» **Exercise brief**:
Present everything from the line containing "of the mossy" down to the end of the records as a Markdown table with the columns Number and Record line, numbering each row and omitting blank lines.

» **Supplied information**:
============================================================
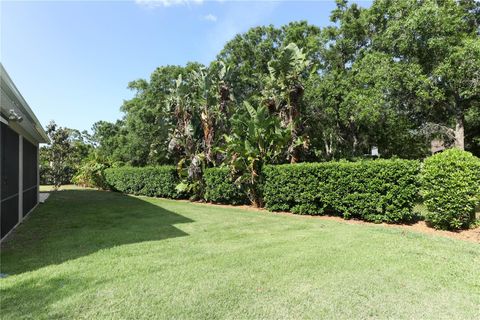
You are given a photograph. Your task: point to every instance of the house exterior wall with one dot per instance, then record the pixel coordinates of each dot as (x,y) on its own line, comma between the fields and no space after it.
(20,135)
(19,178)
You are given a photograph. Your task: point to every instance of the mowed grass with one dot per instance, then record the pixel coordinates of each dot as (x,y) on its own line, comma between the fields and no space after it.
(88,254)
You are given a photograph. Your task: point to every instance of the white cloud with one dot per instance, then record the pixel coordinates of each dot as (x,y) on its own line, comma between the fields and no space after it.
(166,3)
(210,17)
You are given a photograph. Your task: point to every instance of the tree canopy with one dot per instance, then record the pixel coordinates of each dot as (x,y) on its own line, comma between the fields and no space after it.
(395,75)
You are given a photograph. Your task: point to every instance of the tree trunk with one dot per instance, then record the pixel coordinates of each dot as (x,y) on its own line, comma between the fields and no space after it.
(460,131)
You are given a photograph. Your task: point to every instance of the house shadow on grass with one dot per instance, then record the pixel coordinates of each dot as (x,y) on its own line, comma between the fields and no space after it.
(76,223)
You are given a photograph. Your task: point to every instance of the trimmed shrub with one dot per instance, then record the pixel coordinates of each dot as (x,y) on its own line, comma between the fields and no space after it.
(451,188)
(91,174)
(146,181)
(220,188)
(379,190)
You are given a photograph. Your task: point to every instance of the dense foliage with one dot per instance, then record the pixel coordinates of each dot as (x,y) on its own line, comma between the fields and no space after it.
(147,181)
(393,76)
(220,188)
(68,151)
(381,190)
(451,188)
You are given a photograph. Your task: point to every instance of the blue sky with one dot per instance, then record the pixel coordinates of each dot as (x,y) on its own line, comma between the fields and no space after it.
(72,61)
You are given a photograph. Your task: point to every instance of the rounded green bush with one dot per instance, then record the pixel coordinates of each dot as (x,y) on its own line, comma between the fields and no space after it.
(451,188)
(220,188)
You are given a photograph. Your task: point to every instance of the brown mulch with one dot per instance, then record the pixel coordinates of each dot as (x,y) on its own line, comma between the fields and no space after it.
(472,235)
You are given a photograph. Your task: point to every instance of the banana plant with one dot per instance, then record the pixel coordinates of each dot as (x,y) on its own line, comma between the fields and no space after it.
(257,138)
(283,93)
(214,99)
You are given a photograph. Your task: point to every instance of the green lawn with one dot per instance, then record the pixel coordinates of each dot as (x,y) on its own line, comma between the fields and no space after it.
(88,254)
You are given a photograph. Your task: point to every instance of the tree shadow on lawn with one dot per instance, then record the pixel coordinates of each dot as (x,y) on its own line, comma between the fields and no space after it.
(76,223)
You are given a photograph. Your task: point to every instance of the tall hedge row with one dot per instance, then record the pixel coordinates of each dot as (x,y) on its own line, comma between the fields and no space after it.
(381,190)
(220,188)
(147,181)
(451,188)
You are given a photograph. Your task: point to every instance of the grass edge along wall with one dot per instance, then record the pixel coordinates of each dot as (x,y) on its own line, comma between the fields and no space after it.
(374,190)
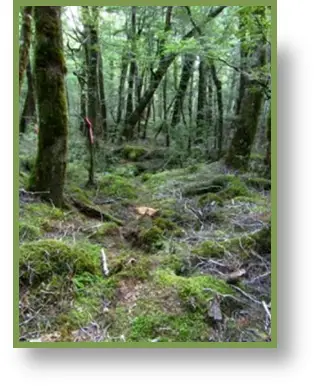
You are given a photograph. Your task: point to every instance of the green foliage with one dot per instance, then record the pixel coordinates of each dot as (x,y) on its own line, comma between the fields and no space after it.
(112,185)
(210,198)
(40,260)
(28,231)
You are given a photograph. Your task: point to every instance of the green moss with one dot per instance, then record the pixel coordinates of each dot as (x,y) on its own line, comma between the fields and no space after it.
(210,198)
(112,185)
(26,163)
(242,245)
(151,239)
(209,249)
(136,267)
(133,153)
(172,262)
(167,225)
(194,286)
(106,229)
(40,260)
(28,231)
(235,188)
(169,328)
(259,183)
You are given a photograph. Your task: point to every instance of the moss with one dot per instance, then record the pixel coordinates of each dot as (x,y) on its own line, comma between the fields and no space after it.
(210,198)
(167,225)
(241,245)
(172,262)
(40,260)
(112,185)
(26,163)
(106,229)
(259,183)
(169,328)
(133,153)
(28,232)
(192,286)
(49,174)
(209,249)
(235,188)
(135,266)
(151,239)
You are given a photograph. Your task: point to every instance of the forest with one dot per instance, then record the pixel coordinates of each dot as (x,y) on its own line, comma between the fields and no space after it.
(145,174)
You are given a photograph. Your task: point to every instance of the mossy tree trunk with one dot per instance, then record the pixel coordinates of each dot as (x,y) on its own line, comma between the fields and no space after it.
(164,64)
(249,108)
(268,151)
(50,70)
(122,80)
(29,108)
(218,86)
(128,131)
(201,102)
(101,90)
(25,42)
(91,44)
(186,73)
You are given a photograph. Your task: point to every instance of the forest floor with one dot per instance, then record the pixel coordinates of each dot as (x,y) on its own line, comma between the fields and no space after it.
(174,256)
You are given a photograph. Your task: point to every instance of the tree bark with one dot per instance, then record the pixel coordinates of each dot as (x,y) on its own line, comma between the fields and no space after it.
============================================================
» **Reply to the exercise**:
| Number | Record line |
|---|---|
| 1 | You are given a photograph. Your task: point to every instance of the mossy tree trunk with one dot per instance, then record the pixel coordinates of each dot as (x,y) on its own line, comma between the fields and no space after it. |
| 2 | (164,64) |
| 3 | (249,108) |
| 4 | (268,151) |
| 5 | (50,70) |
| 6 | (122,80) |
| 7 | (29,108) |
| 8 | (218,86) |
| 9 | (128,131) |
| 10 | (201,102) |
| 11 | (101,90) |
| 12 | (25,42) |
| 13 | (91,44) |
| 14 | (186,73) |
| 15 | You are given a photograph. Your task: point to every instance of the forest floor with one dot per instance, then record the pixel coordinates of each dot as (x,y) on its own line, comma between the fields and no space after it. |
| 16 | (174,256) |
| 17 | You are given a photograph. Your task: point to every instance of the tree bark with one dot per instance, then record the pixel coordinates of each dot as (x,y) on its own line, comma between the fields and no space after it. |